Aufgaben:
1. Fass den Lesetext über den Bundesrat in zwei Sätzen zusammen.
2. Wer war laut dem Lesetext über den Bundesrat im 1. Halbjahr 2016 Präsident?
3. Führ den Lesetext über den Bundesrat nach seinem letzten Satz um einige Sätze weiter.

+++ Lesetext +++

Gottfried Kneifel und Josef Saller ziehen Bilanz über die Tätigkeit der Länderkammer
2015/2016 – Lindner: Mut und Vielfalt statt Angst und Intoleranz
Wien (pk) - Zukunftsthemen prägten die Arbeit des Bundesrats unter dem Vorsitz Oberösterreichs
und Salzburgs. In ihrem Tätigkeitsbericht 2015/2016 blicken die beiden Präsidenten Gottfried Kneifel
(2. Halbjahr 2015) und Josef Saller (1. Halbjahr 2016) am 13.07. auf zwei arbeitsreiche Funktionsperioden zurück,
die unter dem Motto "Mehr Demokratie, mehr Europa und mehr Zukunft" sowie "Lebenslanges Lernen für
alle Altersgruppen" standen und dabei die Möglichkeit boten, den Blick der Öffentlichkeit auf die
Herausforderungen durch den digitalen Wandel sowie auf den Bereich Senioren und Bildung zu lenken.

+++ Vorliegendes Material +++

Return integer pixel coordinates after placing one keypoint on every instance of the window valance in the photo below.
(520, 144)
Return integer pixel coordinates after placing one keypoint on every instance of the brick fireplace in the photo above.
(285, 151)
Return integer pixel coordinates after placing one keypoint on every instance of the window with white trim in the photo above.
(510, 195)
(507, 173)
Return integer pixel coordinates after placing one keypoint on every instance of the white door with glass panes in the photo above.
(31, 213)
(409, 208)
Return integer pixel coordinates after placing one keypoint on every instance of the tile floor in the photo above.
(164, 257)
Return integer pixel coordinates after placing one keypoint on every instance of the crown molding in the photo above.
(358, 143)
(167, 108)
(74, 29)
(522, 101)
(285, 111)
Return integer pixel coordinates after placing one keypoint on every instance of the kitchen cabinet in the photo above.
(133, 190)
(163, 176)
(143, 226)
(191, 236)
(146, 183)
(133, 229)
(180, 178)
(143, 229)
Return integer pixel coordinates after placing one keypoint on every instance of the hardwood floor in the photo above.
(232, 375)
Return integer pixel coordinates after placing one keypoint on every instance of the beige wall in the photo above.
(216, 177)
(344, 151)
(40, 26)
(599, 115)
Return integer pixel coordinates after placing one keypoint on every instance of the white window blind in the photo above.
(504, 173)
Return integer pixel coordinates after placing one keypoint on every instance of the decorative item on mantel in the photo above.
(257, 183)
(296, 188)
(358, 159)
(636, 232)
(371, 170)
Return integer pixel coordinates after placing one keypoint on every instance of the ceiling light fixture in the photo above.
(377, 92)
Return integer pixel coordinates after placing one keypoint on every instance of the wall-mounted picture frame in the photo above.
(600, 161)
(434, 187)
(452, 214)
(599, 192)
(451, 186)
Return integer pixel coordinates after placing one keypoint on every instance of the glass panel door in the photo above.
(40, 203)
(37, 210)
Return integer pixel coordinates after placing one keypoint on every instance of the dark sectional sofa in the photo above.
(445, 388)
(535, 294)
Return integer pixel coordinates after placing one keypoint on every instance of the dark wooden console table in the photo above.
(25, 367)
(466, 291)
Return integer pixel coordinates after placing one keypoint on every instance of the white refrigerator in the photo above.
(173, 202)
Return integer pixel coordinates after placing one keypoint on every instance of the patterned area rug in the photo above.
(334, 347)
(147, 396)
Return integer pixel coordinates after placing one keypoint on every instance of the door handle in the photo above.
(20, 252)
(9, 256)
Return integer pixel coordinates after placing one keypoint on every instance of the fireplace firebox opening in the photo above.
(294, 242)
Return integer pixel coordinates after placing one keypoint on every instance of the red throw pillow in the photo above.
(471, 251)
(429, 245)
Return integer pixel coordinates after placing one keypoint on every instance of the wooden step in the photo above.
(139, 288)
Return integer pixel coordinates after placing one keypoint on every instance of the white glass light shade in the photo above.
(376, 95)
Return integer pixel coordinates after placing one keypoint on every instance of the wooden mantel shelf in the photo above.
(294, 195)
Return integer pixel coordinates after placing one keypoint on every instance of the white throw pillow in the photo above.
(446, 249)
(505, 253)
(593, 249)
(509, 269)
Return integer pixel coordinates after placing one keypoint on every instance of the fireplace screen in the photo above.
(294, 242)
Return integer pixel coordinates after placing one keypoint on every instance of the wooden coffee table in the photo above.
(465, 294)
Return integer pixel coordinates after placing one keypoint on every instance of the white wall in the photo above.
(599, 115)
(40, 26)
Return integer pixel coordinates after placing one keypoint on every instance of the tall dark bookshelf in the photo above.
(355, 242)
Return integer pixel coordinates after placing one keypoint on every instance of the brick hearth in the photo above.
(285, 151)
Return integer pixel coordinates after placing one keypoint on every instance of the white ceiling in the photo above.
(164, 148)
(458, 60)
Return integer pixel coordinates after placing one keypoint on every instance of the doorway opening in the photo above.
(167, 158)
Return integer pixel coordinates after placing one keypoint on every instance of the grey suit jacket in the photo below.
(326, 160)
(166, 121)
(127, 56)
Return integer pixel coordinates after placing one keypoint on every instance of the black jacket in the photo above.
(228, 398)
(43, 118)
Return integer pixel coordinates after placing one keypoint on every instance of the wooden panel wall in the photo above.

+++

Lösungen:
1. Unter dem Vorsitz Oberösterreichs und Salzburgs haben vor allem Zukunftsthemen die Arbeit des Bundesrats geprägt. In ihrem Tätigkeitsbericht 2015/2016 blicken die Präsidenten Gottfried Kneifel und Josef Saller auf zwei arbeitsreiche Amtszeiten zurück, in denen sie den Blick der Öffentlichkeit auf den digitalen Wandel sowie auf Senioren und Bildung lenken konnten.

2. Josef Saller

3.
Schwerpunkt Digitaler Wandel
Der digitale Wandel in Gesellschaft und Politik war der vorrangige Schwerpunkt, dem Präsident Gottfried Kneifel
den Vorsitz des Bundeslandes Oberösterreich im zweiten Halbjahr 2015 widmete. Ausgehend von der Erkenntnis,
dass das digitale Zeitalter mittlerweile sämtliche Lebensbereiche erfasst hat, startete Kneifel im Juli 2015
eine Online-Diskussion über die politischen Aspekte der Digitalisierung: Was bedeutet diese rasante Entwicklung
für die Demokratie in Österreich? Welche Mitwirkungsrechte eröffnen sich durch die neuen Informationstechnologien?
Welche Herausforderungen ergeben sich dadurch für die Gesetzgebung? Es waren diese Fragen, mit denen sich
zunächst eine Auftaktveranstaltung mit dem Mathematiker Professor Bruno Buchberger und in der Folge dann ein
Online-Konsultationsverfahren befasste. Bereits in der ersten Phase der Ideenfindung wurden mehr als 200 Stellungnahmen,
über 100 Kommentare und mehr als 1.000 Bewertungen auf der Internet-Plattform www.besserentscheiden.at eingebracht.
Diese fanden Eingang in ein Grünbuch, das in der parlamentarischen Enquete zum Thema "Digitaler Wandel"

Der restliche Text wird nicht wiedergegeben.